── Supplied text

Random Sequential Adsorption of 3D Rods

A computational study of how rods pack under sequential, irreversible placement — and what that reveals about entanglement transitions.

GitHub: rod-placement

Background

Random Sequential Adsorption (RSA) is a classical model for irreversible deposition: objects are placed one at a time, uniformly at random, and accepted only if they do not overlap with previously placed objects. For spheres in 2D and 3D, RSA is well-studied. For elongated rods in 3D with periodic boundary conditions, the problem is richer — aspect ratio, orientation distribution, and density all interact to determine whether the packing becomes entangled.

This project implements an RSA simulation for 3D rods inside a periodic box, with the goal of measuring how packing statistics depend on rod geometry and density.

Simulation setup

Rods are modeled as line segments (spherocylinders) with a given aspect ratio \(\ell / d\). A rod is placed by:

Sampling a random center position uniformly in the periodic box
Sampling a random orientation from the unit sphere
Checking overlap with all previously placed rods
Accepting if no overlap; rejecting and retrying otherwise

The simulation tracks the number of attempts per successful placement, which diverges as the packing approaches jamming. The distribution of attempt counts is a sensitive probe of the local geometry and correlations.

Key metrics

Attempts per rod: How many random trials are needed to place each successive rod? This grows rapidly near the jamming density.
Attempts distribution: The full histogram of attempts reveals the heterogeneity of available space.

────

_Problems to work on_
A. Copy the records out line for line, starting with their first line and going on through the line with "column 107, row 53". Leave the pictures out of your copy.
B. Pick up the text on random sequential adsorption of 3D rods after its last line and carry it on.

── Task data

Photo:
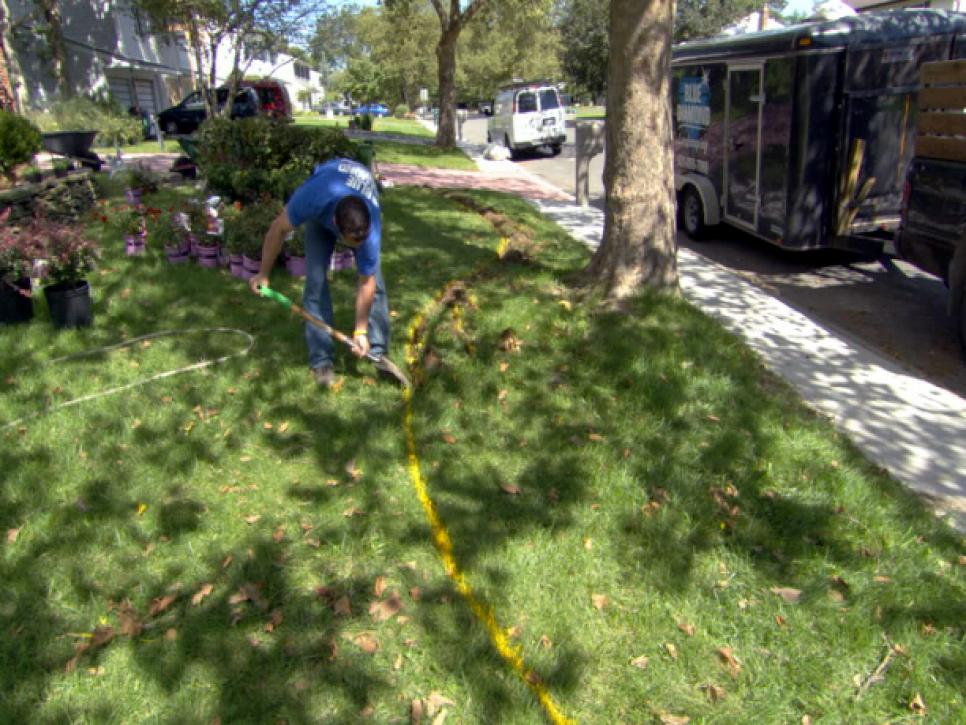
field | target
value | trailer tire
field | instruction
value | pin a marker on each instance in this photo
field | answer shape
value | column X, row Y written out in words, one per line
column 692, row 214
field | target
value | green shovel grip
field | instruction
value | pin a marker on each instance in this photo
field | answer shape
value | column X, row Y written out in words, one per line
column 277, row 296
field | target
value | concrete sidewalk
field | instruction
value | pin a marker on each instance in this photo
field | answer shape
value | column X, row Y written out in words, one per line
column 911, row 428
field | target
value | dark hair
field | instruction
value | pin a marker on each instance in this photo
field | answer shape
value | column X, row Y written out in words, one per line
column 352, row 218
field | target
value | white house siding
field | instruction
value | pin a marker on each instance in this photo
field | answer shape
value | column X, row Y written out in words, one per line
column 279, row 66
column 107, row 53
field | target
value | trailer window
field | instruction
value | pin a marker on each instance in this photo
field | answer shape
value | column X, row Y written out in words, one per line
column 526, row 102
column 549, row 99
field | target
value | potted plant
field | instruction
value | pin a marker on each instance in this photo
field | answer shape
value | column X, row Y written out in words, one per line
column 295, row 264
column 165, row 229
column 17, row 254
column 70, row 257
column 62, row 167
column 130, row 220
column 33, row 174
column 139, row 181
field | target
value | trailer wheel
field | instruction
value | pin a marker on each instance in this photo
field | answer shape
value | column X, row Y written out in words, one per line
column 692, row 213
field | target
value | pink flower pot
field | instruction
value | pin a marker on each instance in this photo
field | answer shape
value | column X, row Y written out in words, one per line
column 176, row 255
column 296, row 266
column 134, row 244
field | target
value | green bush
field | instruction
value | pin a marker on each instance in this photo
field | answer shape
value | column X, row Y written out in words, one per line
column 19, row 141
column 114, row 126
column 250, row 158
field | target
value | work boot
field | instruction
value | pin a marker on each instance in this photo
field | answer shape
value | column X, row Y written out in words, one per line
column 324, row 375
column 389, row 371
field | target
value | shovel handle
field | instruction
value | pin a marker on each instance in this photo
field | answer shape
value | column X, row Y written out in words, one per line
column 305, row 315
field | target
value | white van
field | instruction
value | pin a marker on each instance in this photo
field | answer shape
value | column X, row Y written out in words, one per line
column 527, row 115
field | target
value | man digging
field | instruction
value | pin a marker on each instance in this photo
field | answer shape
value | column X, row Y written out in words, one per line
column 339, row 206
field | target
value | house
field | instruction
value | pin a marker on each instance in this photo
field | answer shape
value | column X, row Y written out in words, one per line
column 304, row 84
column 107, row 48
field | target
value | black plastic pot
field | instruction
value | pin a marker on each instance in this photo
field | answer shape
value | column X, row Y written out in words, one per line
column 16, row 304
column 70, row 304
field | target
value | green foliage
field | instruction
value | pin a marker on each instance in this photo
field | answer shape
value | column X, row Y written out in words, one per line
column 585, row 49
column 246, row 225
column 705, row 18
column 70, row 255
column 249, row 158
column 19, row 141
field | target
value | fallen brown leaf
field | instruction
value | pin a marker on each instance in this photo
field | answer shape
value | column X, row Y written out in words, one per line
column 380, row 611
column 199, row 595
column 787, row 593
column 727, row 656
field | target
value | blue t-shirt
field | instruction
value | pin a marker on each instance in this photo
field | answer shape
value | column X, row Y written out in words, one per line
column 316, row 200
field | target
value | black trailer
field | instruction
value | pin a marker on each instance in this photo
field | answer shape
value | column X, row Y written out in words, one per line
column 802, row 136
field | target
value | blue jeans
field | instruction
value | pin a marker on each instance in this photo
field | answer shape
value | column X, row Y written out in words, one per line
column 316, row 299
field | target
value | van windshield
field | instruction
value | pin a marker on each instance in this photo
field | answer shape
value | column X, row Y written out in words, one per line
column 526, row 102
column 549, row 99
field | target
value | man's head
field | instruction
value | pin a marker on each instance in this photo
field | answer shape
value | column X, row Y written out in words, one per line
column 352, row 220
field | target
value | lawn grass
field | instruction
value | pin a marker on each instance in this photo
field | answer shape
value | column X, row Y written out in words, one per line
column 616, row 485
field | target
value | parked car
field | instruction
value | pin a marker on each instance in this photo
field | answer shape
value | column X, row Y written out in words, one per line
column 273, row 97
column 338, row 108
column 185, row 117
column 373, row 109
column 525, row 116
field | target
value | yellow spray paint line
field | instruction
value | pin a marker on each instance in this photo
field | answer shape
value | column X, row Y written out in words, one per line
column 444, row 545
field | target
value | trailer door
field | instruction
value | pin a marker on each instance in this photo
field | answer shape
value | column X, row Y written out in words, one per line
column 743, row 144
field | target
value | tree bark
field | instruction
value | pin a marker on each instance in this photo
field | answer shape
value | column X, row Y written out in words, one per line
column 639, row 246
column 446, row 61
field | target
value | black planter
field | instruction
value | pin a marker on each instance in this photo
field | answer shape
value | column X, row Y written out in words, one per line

────

_Outputs by task_
A.
Photo:
field | target
value | trailer tire
field | instruction
value | pin a marker on each instance in this photo
field | answer shape
value | column X, row Y written out in words, one per line
column 692, row 214
field | target
value | green shovel grip
field | instruction
value | pin a marker on each instance in this photo
field | answer shape
value | column X, row Y written out in words, one per line
column 277, row 296
field | target
value | concrete sidewalk
field | instruction
value | pin a marker on each instance in this photo
field | answer shape
value | column X, row Y written out in words, one per line
column 911, row 428
field | target
value | dark hair
field | instruction
value | pin a marker on each instance in this photo
field | answer shape
value | column X, row Y written out in words, one per line
column 352, row 218
field | target
value | white house siding
field | instruction
value | pin a marker on each instance in this photo
field | answer shape
value | column X, row Y written out in words, one per line
column 279, row 66
column 107, row 53

B.
Normalized cumulative analysis: Comparing multiple runs with different random seeds or parameters.
Entanglement onset: At what density does the packing first exhibit macroscopic entanglement?

Workflow

The project is designed for high-throughput parametric studies on HPC clusters:

submit_from_parameter_sets.py — Generates and submits SLURM jobs across a parameter grid (aspect ratio \(\times\) target density)
post_analyze_attempts.py — Analyzes a single completed run
combined_analysis.py — Aggregates statistics across an ensemble of runs
process_collection.py — Main tool for batch processing result collections

Large simulation outputs (runs/) are kept separate from lightweight analysis results (analysis/) to facilitate sharing and archiving.

Findings in context

The RSA simulations feed into a larger picture of the entanglement transition. By varying aspect ratio and density, we map out the boundary between jammed-but-unentangled and jammed-and-entangled phases. The onset of entanglement in RSA packings correlates with the caging number crossing a threshold — a result consistent with equilibrium simulations and experiments on physical rod packings.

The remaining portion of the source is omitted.